▶ AIM OF THE EXERCISE
Can you locate each line in the rows below that contains the string "ceiling" and copy those lines out? Matching is case-sensitive.

[Location identification items]
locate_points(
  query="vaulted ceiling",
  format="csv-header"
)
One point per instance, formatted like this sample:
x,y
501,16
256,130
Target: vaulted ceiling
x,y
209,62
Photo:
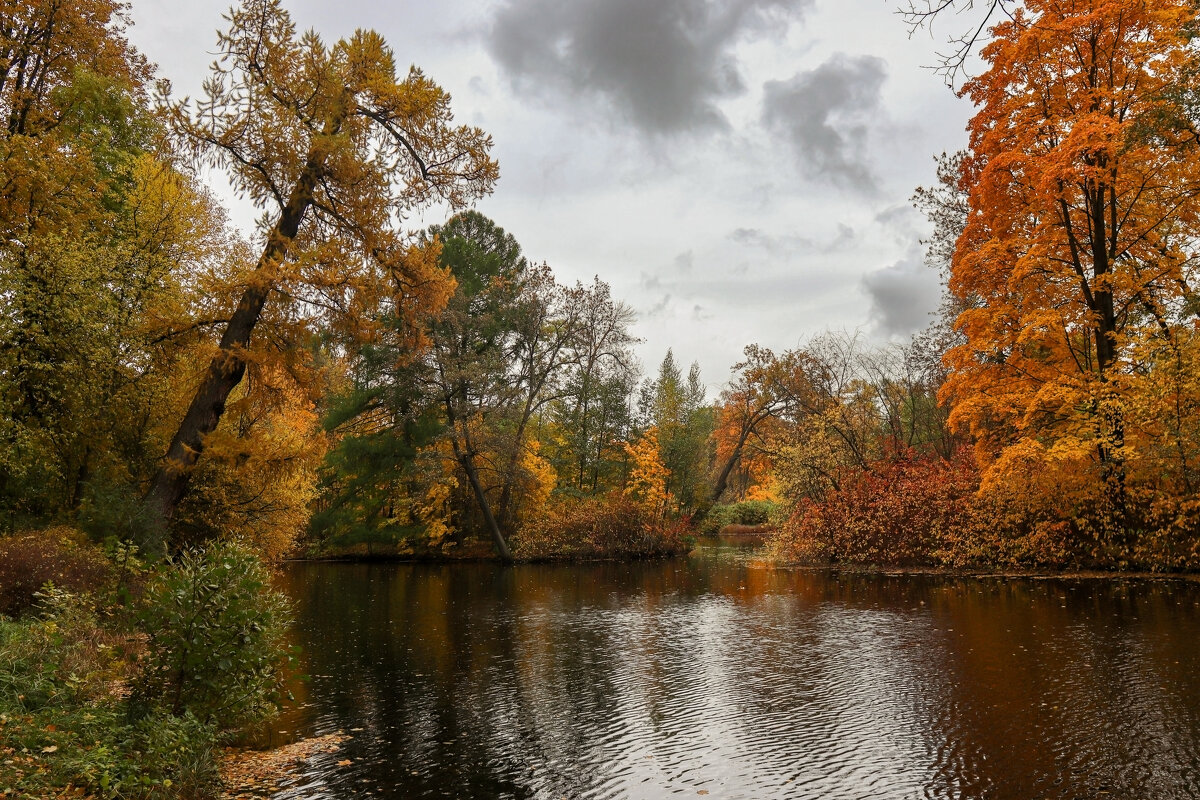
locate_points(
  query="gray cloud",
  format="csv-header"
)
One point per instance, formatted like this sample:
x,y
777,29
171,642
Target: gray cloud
x,y
826,114
660,65
903,295
790,245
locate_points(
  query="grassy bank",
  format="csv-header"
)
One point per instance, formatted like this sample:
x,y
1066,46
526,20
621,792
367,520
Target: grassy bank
x,y
129,683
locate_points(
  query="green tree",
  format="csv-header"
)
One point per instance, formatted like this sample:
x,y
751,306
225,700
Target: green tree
x,y
336,149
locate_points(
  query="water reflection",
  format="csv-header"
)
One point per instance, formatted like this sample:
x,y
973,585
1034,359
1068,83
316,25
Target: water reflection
x,y
719,675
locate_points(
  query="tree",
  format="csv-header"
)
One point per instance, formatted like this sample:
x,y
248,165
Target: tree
x,y
473,346
1078,259
676,408
100,245
336,149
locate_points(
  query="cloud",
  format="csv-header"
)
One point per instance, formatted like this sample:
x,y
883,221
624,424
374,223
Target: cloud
x,y
661,65
826,114
903,295
791,245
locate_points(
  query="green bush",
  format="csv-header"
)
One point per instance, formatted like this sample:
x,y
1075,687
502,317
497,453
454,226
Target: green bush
x,y
747,512
216,644
66,723
600,528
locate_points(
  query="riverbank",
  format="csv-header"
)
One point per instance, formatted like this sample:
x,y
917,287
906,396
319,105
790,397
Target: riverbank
x,y
987,572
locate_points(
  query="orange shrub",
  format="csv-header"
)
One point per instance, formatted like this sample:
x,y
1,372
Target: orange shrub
x,y
598,528
900,512
28,560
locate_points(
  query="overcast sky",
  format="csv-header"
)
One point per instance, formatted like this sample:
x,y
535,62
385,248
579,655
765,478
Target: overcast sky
x,y
738,170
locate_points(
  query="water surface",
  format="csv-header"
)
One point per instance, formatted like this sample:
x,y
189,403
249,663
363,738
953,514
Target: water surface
x,y
719,675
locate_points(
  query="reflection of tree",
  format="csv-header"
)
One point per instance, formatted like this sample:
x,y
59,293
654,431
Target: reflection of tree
x,y
558,679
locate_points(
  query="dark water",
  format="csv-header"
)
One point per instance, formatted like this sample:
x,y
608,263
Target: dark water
x,y
719,675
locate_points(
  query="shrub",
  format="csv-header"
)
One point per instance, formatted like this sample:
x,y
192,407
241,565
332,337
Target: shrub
x,y
65,720
59,555
607,527
744,512
901,512
216,639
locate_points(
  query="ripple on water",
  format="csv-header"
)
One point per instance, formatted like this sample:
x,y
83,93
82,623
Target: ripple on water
x,y
719,677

▶ SOLUTION FOR THIS PROBLEM
  query="vaulted ceiling",
Target: vaulted ceiling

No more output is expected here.